[START LISTED RECORDS]

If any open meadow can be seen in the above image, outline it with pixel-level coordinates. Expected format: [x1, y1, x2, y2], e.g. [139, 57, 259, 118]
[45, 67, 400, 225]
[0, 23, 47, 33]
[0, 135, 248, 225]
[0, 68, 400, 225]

[END LISTED RECORDS]

WHAT IS BEING ASKED:
Render the data above as a JSON array of strings, with each line as one string and all blank lines omitted.

SOLUTION TO THIS TASK:
[
  "If any open meadow can be seen in the above image, outline it with pixel-level coordinates. Expected format: [x1, y1, x2, y2], e.g. [139, 57, 259, 118]",
  "[45, 67, 400, 225]",
  "[0, 23, 47, 33]",
  "[0, 135, 248, 225]",
  "[0, 68, 400, 225]"
]